#### TEXT PASSAGE
▼
Monday 17 December 2012

On Solipsism Again

What is this feeling? This feeling is not desperate. This feeling is quite clear. The desire for change, destruction, transformation is associated with clarity and calmness. No frenzy, tears, wailing and gnashing of teeth, if desperation then a calm and lucid desperation. It comes in still moments and declares itself softly. It partakes of fear, but fear advances stealthily and comes as a whole, round, complete feeling, deep like a pool. What shows on the surface? There are no tears. At the worst, I hug the walls. I thought that despair would be accompanied by conventional anguish. Instead, it comes full and blank and almost comforting, it comes like a whitewash spreading from the roots to the summit of a mountain. It is like that clarity, that drunken clarity, that pause in the bustle of thoughts which enables you to see your surroundings as they are. I am keeping myself alive, for what?
Solipsism, the disease of infecting everything one looks at with one's subjectivity, so that it is instantly transformed into something warped and distorted, something bland and flat. And there is no product of culture that I cannot distort in this way. It's "the human condition" they say.
▲
#### LISTED ENTRIES
▼
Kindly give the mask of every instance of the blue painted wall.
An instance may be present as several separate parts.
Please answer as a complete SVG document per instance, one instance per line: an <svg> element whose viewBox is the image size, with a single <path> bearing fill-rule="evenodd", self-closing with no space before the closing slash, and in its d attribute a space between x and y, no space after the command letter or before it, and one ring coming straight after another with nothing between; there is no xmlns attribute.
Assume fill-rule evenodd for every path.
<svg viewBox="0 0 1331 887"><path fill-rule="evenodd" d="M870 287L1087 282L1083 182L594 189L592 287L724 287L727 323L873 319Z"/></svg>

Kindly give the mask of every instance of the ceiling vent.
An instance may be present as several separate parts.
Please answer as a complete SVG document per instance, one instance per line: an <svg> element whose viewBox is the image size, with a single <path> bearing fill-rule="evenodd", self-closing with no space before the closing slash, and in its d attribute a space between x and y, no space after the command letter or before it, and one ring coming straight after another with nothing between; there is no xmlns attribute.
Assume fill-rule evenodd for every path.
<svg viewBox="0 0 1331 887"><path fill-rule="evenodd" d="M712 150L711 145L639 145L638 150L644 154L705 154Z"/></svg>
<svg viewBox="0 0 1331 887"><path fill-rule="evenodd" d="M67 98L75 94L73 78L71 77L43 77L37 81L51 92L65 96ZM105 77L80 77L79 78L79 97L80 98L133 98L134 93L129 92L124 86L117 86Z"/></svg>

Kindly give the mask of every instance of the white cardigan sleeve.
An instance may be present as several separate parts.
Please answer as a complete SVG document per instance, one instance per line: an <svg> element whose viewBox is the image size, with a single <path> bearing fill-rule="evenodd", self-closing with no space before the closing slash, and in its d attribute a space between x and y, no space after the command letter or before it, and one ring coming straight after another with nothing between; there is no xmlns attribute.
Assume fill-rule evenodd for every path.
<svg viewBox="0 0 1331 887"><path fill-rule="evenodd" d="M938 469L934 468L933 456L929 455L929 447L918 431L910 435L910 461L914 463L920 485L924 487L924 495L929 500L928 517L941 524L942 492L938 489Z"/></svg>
▲
#### TASK INSTRUCTIONS
Continue the blog post "On Solipsism Again" above, starting after its final sentence.

#### RESULT OF THIS EXERCISE
I left the flat and came back to the flat. I was feeling sorry for myself. Briefly washing up at the sink, I struggled to contain the feeling. I went to the livingroom, I put my forehead to the wall, caressing my brow, not allowing tears. Do I exploit these feelings and occurrences by recalling them, by re-enacting them in writing? By doing this, do I wear a mask, do I take pain and pantomime it on a stage, for cheap laughs, cheap applause, cheap pathos? The stirring up of false pity? That is part of me too: Playing to the gallery. This reflection on emotion is not the main event, or the thing itself. The feeling that can be described is not the essential feeling, not the all-consuming, important thing. That comes sourly and wordless, wordless because heedless of words, because pre-verbal, because riding on calm waves of overwhelming terror, and more, a purposive terror which tends always toward action. If only it could encompass or encourage stasis! Then I would be set for life; I could stay in bed. But I know it will not let me rest as I would wish. This is only a temporary rest; and it is this temporariness itself which disturbs me.